◆ SOURCE
______
A sequence is a list of numbers.
A series is a sum of a list of numbers.
\(1, 3, 5, 7, 9\) is a sequence.
\(1 + 3 + 5 +7 + 9\) is a series.
It is customary to use subscripted variables to denote the terms of a sequence or series as in
\(c_1, c_2, c_3, \cdots\) or
\(c_1 + c_2 + c_3 + \cdots\).
The subscript is referred to as the index of the term.
Ideally, formulas can be found for the terms of a sequence or series expressed as a function of the index numbers. For example, the sequence \(1, 3, 5, 7, 9,\cdots\) can be represented by the formula \(c_n = 2 n – 1\) for \(n = 1, 2, 3, \cdots\), or by the notation \(\{ 2 n – 1 \}\), where the expression between the braces is the formula for the \(n\)-th term of the sequence.
Find a general formula for the \(n\)-th term of the sequence \(2, 5, 10, 17, 26, \cdots\)
See SolutionAnother way to specify the terms of a sequence is using a recursive definition. In a recursive definition, the first term or so is given. Then a formula is given describing how to generate other terms of the sequence from terms already known.
For example, \(c_1 = 2,\quad c_{n+1} = 3c_n – 1\) recursively defines the sequence \(2, 5, 14, 41, 122, \cdots\)
Write the first five terms of the sequence defined recursively by \(c_1 = 1,\quad c_2 = 1,\quad c_{n+2} = c_n + c_{n+1}\).
This is a famous sequence called the Fibonacci Sequence.
See SolutionAn important issue in Calculus is whether or not a given infinite sequence converges to a limit.
Consider the two infinite sequences
\(1, 2, 3, 4, 5, \cdots = \{ n \}\)
and
\(0.9,~0.99,~0.999,~0.9999,~0.99999, \cdots = \{ 1 – ( 0.1 )^n \}\)
The terms of the first sequence get larger and larger, without any upper bound, whereas the terms of the second sequence have an upper bound. Any number larger than or equal to \(1\) is an upper bound on the terms of the second sequence. The least upper bound of the second sequence is \(1\). We say that the second sequence converges to a limit of \(1\), whereas the first sequence diverges.
______
Coordinate labeling data
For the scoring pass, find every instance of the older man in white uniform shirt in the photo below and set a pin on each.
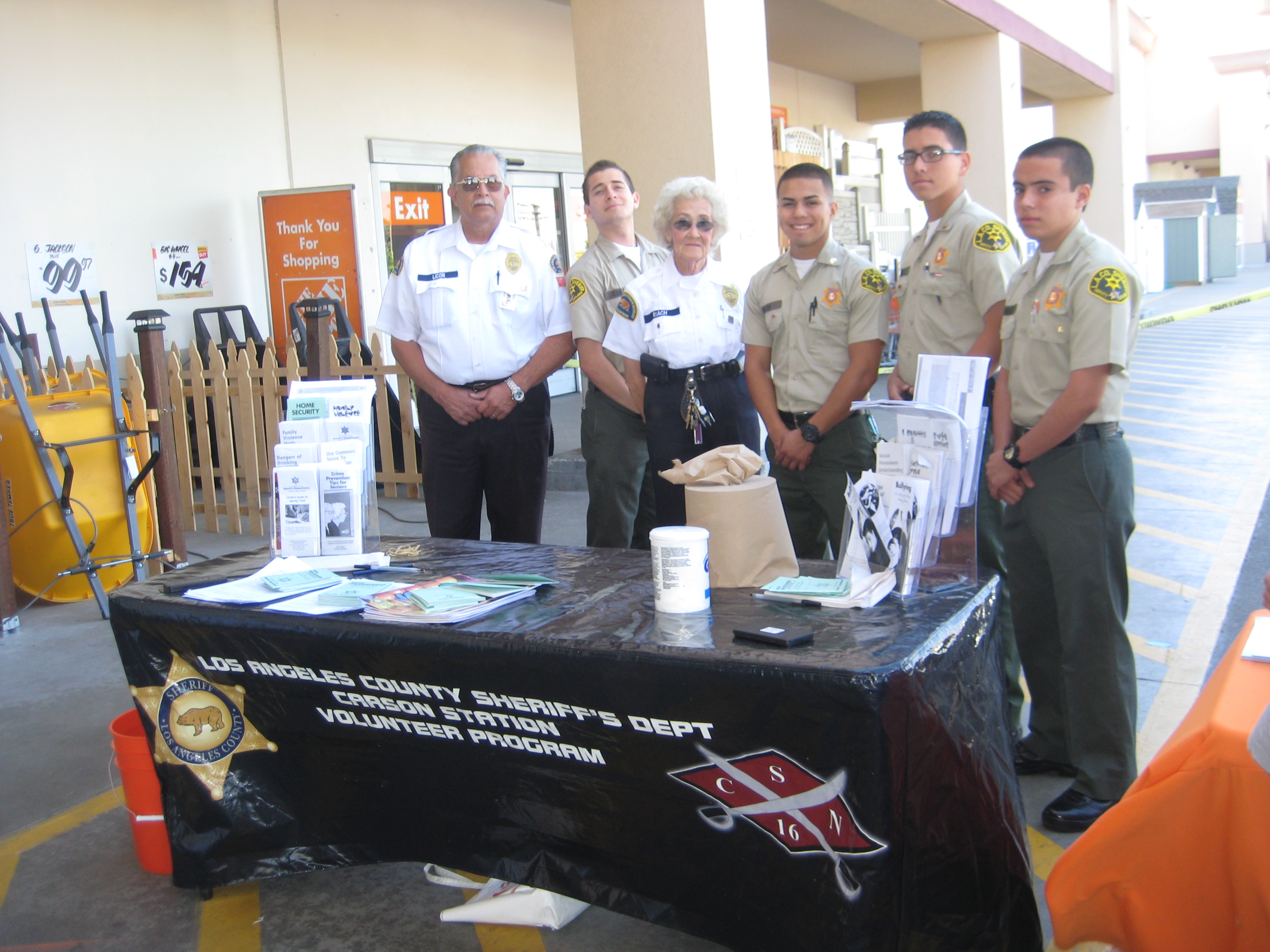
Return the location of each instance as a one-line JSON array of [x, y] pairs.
[[479, 319]]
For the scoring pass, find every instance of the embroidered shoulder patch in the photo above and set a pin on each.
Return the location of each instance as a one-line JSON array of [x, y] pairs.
[[873, 280], [992, 236], [1110, 285]]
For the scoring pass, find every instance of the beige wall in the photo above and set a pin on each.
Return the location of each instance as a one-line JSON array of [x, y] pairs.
[[813, 101], [159, 120], [699, 103]]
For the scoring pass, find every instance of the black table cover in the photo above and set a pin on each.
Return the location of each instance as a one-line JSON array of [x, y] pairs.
[[852, 794]]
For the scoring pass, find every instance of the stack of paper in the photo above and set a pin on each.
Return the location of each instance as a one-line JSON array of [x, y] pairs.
[[454, 598]]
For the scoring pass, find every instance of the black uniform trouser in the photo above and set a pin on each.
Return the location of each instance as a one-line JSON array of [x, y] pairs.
[[502, 461], [1066, 552], [736, 422]]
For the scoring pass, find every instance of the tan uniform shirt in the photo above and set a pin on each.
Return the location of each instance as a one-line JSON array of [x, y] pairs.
[[948, 281], [809, 323], [1081, 312], [597, 280]]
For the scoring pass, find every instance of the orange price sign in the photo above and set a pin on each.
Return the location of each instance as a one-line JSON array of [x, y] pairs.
[[310, 250]]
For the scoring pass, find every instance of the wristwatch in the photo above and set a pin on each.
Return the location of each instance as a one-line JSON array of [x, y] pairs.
[[811, 433]]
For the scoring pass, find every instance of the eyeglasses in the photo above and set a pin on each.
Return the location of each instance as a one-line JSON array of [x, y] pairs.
[[931, 154], [705, 226]]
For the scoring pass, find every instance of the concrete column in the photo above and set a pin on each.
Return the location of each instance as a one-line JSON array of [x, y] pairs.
[[1114, 130], [670, 88], [978, 81], [1242, 119]]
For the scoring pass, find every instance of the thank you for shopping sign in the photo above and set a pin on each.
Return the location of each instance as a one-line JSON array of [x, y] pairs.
[[60, 271], [182, 269]]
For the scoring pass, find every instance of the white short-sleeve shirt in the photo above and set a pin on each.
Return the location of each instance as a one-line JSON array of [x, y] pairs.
[[477, 312], [684, 319]]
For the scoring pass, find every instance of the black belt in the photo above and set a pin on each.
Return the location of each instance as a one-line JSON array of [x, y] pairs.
[[479, 385], [797, 421], [705, 372], [1084, 433]]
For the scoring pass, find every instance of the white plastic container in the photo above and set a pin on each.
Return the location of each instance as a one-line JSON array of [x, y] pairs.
[[681, 569]]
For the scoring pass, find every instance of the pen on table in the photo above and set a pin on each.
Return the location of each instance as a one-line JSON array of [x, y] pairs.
[[804, 602]]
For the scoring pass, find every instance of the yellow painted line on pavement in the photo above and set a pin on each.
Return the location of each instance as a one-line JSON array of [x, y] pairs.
[[14, 846], [1188, 447], [1184, 500], [1046, 853], [1189, 471], [1178, 539], [230, 921], [1208, 431], [1239, 418], [1160, 582]]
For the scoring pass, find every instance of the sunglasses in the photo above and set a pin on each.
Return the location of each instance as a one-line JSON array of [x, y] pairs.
[[472, 184], [931, 154], [705, 226]]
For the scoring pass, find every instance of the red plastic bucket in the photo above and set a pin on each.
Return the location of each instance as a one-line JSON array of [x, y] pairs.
[[141, 791]]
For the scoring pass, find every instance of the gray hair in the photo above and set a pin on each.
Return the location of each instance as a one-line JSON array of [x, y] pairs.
[[690, 187], [478, 150]]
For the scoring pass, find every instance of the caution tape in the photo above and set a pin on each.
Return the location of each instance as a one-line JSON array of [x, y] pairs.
[[1203, 309]]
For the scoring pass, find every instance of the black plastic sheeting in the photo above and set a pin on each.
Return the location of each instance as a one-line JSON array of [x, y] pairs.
[[580, 743]]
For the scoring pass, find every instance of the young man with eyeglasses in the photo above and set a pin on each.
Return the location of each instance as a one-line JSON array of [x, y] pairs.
[[479, 319], [952, 290], [816, 324], [1071, 323], [621, 509]]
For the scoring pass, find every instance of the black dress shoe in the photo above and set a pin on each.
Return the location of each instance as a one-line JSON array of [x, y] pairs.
[[1027, 763], [1074, 813]]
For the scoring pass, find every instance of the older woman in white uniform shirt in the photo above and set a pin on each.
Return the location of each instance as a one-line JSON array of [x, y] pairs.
[[678, 325]]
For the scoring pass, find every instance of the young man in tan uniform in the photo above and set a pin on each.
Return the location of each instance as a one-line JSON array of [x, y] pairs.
[[952, 291], [619, 479], [816, 323], [1067, 475]]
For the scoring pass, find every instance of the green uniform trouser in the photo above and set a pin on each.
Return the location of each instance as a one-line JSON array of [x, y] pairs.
[[1066, 551], [814, 499], [619, 478], [992, 555]]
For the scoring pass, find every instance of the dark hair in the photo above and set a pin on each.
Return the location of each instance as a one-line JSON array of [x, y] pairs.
[[808, 171], [1077, 162], [600, 167], [947, 122]]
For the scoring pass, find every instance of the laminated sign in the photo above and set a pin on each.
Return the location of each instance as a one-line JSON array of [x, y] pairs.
[[310, 252], [60, 271], [182, 269]]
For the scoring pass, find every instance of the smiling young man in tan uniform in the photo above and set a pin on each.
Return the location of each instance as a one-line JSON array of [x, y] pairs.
[[619, 479], [816, 323], [1067, 475], [952, 294]]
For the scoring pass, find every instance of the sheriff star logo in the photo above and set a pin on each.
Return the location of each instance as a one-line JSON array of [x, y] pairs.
[[1110, 285], [799, 810], [992, 236], [200, 724]]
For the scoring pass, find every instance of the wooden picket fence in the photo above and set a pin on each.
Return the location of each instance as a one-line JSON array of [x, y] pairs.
[[236, 404]]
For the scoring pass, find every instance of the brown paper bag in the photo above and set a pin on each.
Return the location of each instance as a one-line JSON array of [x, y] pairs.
[[750, 540], [723, 466]]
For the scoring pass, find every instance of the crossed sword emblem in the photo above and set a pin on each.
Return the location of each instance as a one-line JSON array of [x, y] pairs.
[[723, 818]]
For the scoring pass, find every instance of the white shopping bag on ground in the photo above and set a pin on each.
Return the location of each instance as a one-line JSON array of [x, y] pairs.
[[506, 904]]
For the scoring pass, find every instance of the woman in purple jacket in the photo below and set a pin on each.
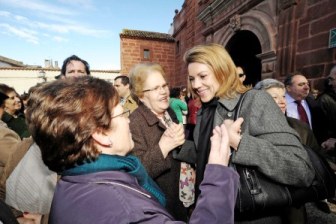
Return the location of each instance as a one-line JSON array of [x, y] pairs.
[[83, 135]]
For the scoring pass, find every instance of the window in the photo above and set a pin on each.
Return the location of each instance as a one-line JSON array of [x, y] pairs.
[[178, 47], [146, 54]]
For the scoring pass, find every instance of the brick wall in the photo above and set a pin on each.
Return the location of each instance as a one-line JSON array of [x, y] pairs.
[[301, 33], [132, 52]]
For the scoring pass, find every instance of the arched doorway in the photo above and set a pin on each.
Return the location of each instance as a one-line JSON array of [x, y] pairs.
[[243, 48]]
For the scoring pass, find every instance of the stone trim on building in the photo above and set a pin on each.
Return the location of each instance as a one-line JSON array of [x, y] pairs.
[[147, 35]]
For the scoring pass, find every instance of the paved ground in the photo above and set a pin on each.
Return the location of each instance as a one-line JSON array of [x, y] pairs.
[[315, 216]]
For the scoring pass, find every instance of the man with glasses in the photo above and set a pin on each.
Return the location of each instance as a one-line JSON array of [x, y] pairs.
[[74, 66], [327, 102]]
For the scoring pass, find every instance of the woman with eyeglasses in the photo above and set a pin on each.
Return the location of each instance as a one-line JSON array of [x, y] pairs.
[[156, 133], [86, 139], [12, 115]]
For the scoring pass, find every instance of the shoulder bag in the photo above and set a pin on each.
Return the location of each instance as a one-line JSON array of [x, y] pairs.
[[258, 194]]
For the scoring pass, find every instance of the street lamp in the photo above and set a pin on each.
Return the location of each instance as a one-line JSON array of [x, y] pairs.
[[42, 75]]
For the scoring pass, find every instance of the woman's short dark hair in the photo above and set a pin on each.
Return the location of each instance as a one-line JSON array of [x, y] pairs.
[[62, 115]]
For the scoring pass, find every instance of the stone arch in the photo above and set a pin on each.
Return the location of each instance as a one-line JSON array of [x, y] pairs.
[[262, 26]]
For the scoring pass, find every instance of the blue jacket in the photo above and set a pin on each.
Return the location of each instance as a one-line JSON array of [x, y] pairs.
[[116, 197]]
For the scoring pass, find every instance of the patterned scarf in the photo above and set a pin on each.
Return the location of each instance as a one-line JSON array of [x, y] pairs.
[[129, 164]]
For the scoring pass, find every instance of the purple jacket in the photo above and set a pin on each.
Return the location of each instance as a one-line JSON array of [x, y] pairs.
[[116, 197]]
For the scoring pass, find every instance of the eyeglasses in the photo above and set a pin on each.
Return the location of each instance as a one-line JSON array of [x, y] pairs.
[[157, 88], [123, 114]]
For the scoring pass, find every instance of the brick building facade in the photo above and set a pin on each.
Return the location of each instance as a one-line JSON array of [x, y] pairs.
[[142, 46], [269, 38]]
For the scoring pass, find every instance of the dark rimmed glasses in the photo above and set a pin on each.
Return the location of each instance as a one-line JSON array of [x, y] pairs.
[[123, 114], [157, 88]]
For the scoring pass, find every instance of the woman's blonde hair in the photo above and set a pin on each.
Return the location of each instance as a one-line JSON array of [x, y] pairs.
[[221, 64]]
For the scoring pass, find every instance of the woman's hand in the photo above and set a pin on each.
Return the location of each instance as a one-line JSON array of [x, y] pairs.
[[234, 131], [220, 148], [329, 144], [171, 138]]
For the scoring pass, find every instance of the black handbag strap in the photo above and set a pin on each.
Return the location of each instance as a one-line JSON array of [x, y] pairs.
[[236, 112], [238, 106]]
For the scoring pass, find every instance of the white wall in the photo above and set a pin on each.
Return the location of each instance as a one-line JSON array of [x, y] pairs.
[[21, 79]]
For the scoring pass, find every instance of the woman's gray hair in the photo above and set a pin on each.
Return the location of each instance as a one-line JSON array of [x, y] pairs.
[[269, 83]]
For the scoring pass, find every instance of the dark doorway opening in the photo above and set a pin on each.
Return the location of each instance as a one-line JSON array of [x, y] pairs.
[[243, 48]]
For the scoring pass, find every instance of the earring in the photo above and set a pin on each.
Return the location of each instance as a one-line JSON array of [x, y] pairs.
[[110, 141]]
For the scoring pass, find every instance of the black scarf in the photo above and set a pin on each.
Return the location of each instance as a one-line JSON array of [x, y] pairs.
[[203, 147]]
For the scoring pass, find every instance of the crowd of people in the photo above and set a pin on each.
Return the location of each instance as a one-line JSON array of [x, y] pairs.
[[83, 150]]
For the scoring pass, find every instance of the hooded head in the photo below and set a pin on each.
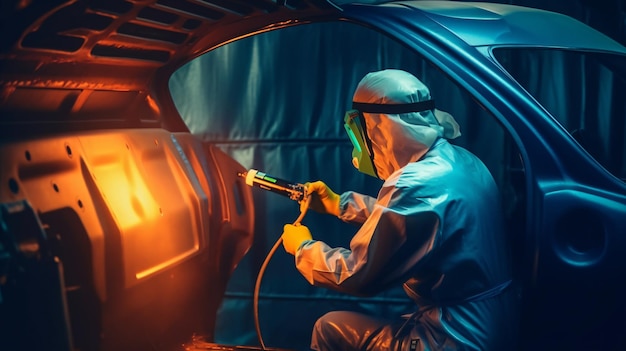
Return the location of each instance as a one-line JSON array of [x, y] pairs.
[[396, 122]]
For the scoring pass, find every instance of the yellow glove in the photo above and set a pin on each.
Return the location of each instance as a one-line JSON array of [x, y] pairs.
[[323, 199], [293, 236]]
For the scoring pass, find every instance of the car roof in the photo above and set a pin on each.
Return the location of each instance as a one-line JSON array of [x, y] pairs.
[[491, 24], [60, 53]]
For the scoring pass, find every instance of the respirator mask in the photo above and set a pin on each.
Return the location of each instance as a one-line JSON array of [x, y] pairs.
[[354, 123]]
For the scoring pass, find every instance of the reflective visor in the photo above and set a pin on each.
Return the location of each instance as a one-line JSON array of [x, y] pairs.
[[354, 124]]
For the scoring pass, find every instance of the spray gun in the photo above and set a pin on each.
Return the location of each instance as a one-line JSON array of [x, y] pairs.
[[255, 178], [296, 192]]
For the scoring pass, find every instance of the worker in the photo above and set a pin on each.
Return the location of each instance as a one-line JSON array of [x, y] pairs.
[[434, 229]]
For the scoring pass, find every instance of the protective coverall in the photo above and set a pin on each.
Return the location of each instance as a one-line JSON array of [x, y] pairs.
[[435, 228]]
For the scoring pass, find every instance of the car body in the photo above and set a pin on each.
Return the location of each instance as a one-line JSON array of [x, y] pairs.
[[129, 217]]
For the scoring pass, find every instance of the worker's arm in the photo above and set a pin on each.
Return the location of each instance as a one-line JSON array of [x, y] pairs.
[[398, 233]]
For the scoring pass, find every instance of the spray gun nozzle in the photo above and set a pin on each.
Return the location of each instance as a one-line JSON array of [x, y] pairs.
[[255, 178]]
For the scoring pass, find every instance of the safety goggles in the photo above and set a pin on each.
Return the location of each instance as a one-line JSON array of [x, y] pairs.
[[354, 123]]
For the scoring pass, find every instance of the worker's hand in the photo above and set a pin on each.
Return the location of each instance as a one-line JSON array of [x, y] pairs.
[[293, 236], [323, 199]]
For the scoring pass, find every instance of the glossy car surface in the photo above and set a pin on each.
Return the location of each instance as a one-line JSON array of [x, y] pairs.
[[104, 184]]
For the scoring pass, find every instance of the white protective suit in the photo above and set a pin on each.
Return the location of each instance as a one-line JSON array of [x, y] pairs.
[[435, 228]]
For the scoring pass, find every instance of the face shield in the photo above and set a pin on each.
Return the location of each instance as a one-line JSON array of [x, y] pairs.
[[354, 123]]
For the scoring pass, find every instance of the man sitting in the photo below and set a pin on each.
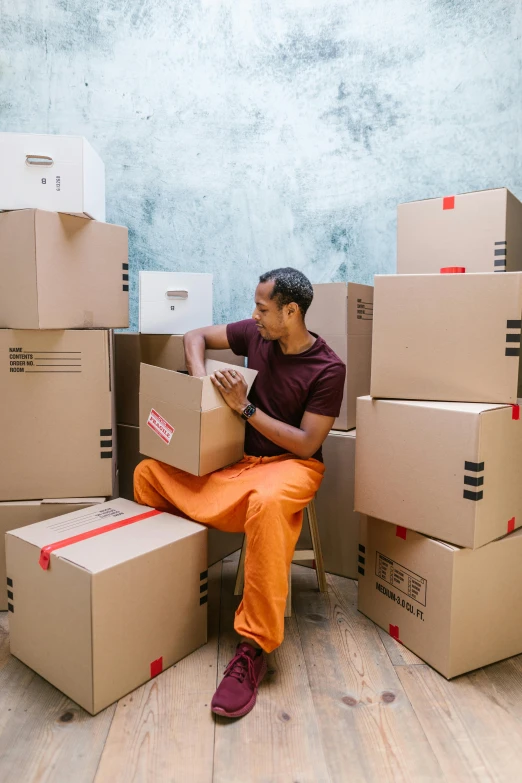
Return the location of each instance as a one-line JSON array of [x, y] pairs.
[[292, 406]]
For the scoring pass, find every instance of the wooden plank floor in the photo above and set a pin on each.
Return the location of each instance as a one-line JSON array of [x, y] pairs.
[[342, 702]]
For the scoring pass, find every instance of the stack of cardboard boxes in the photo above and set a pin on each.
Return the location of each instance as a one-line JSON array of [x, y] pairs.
[[64, 286], [342, 314], [439, 454]]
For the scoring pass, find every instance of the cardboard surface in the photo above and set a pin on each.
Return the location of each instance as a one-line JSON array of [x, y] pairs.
[[220, 544], [75, 623], [159, 350], [185, 422], [47, 171], [342, 314], [448, 470], [174, 302], [480, 231], [457, 609], [16, 514], [62, 272], [334, 503], [56, 417], [447, 337]]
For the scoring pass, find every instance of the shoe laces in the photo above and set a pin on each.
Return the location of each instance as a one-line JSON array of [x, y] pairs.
[[241, 665]]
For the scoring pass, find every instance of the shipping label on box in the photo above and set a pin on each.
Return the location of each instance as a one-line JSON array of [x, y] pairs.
[[448, 470], [447, 337], [436, 599], [342, 314], [480, 232], [338, 522], [78, 584], [186, 423], [220, 544], [174, 302], [47, 171], [159, 350], [62, 272], [57, 414]]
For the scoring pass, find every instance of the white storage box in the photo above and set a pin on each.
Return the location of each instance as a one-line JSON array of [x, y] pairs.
[[57, 173], [174, 302]]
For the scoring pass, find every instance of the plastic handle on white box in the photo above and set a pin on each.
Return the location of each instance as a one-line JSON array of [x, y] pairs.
[[38, 160]]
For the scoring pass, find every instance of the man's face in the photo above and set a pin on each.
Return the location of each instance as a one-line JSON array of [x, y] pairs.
[[270, 319]]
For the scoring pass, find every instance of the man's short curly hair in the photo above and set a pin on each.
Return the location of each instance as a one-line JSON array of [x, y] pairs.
[[290, 285]]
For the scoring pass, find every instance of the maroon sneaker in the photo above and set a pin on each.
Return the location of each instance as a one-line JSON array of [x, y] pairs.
[[237, 692]]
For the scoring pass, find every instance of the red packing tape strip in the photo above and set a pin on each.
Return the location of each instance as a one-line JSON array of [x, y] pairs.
[[45, 552]]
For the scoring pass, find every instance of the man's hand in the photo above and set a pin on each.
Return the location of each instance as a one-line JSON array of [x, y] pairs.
[[233, 388]]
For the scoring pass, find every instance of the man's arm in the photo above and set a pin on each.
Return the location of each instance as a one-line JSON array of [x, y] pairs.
[[197, 341], [302, 441]]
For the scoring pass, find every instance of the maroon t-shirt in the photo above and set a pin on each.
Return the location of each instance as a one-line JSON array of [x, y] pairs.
[[287, 384]]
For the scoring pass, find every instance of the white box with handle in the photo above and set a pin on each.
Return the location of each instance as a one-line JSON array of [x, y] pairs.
[[56, 173], [174, 302]]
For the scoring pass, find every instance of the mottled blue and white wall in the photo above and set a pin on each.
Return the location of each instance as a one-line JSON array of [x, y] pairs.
[[239, 135]]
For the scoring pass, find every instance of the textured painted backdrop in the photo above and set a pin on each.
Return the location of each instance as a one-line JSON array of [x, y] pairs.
[[239, 135]]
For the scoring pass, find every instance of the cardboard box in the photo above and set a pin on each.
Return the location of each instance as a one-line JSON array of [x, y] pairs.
[[342, 314], [220, 544], [74, 623], [457, 609], [56, 416], [160, 350], [46, 171], [447, 337], [480, 231], [174, 302], [62, 272], [334, 503], [16, 514], [448, 470], [186, 423]]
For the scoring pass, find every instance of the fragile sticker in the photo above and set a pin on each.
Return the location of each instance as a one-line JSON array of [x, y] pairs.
[[409, 583], [160, 426]]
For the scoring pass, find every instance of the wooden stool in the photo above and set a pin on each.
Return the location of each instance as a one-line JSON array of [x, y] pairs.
[[314, 554]]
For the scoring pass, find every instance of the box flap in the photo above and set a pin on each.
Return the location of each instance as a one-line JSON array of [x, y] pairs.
[[171, 386], [462, 407], [110, 548], [467, 193]]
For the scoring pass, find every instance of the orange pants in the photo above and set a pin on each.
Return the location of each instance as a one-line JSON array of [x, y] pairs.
[[264, 498]]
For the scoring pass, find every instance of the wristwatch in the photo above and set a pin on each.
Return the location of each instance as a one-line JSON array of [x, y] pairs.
[[249, 411]]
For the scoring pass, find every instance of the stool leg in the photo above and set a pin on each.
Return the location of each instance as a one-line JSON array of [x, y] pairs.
[[288, 607], [240, 576], [316, 544]]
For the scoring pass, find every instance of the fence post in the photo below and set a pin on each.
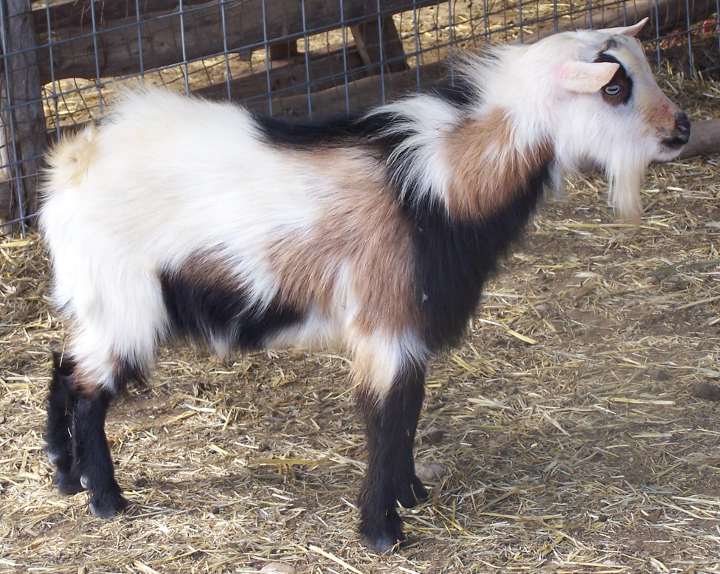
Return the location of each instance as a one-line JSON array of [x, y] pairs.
[[22, 110]]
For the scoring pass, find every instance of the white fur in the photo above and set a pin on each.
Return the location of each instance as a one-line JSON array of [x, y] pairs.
[[167, 177]]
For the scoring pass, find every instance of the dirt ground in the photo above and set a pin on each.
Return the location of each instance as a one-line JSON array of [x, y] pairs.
[[577, 429]]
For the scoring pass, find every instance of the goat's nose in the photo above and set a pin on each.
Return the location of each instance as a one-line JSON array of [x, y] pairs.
[[681, 134], [682, 125]]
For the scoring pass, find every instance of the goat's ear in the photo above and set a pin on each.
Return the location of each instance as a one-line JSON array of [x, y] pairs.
[[632, 31], [586, 77]]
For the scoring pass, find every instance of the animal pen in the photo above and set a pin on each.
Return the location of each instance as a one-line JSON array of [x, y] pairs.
[[64, 60], [576, 430]]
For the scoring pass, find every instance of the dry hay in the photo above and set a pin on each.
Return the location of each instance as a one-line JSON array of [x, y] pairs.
[[576, 430]]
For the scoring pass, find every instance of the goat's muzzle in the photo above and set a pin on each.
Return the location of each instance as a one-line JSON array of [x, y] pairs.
[[681, 133]]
______
◆ TASK INSTRUCTIONS
**1)** Give the rows of the coordinate labeling data, from the line containing "For the scoring pass, find every instance of the stone arch" through the line containing "[[157, 88], [123, 114]]", as a numbered list with blank lines omitted.
**2)** Carry the passage on sequences and series forward, beginning after its final sentence.

◆ RESULTS FOR EACH TASK
**1)**
1. For the scoring pass, find every instance of the stone arch in the photo above and set a pin on each.
2. Return the location of each instance as a one-line JSON array of [x, y] pairs.
3. [[262, 26]]
4. For the scoring pass, find every instance of the blue jacket in the photo above and set a pin on each.
5. Return the location of each instance as a one-line JSON array of [x, y] pairs.
6. [[116, 197]]
7. For the scoring pass, find every instance of the patterned scarf in the photo above and set a pin on each.
8. Return the location of each instance as a one-line JSON array of [x, y] pairs.
9. [[129, 164]]
10. For the scoring pass, find every instance of the purple jacket in the photo above and set a pin on each.
11. Return the location of each instance as a one-line JSON array of [x, y] pairs.
12. [[116, 197]]
13. For the scoring pass, find every instance of the eyeglasses in the photo above and set a pin on each.
14. Return the location of each instance as a one-line JSON array of [x, y] pairs.
15. [[157, 88], [123, 114]]

**2)**
A tail of an infinite sequence \(c_1, c_2, c_3, \cdots\) is a sequence \(c_p, c_{p+1}, c_{p+2}, \cdots\) for \(p\ge1\).
For example, \(c_5, c_6, c_7, \cdots\) is a tail of the sequence \(c_1, c_2, c_3, \cdots\)
The statement that the infinite sequence \(c_1, c_2, c_3, \cdots\) converges to the limit \(L\) means that any open interval \((a,b)\) containing \(L\) contains a tail of the sequence.
A arrow is sometimes used to denote convergence. Thus \(c_1, c_2, c_3, \cdots\to L\) means that the sequence converges to the limit \(L\).
To see that the sequence \(\{ c_n \} = \{ 1 – ( 0.1 )^n \}\) converges to a limit of \(1\), suppose \(( a, b )\) is an open interval containing \(1\).
Then \(a < 1\). And no matter how close \(a\) is to \(1\), there is a positive integer \(p\) such that \(( 0.1 )^p\) is smaller than \(1 – a\).
Then \(a\) is smaller than \(1 – ( 0.1 )^p\), which is less than \(1 – ( 0.1 )^{p+1}\) , etc.
But these are terms of the tail \(c_p, c_{p+1}, c_{p+2}, \cdots\) of \(\{ 1 – ( 0.1 )^n \}\).
So all the terms of the tail \(c_p, c_{p+1}, c_{p+2}, \cdots\) lie between \(a\) and \(1\) and must, therefore lie in the interval \(( a, b )\).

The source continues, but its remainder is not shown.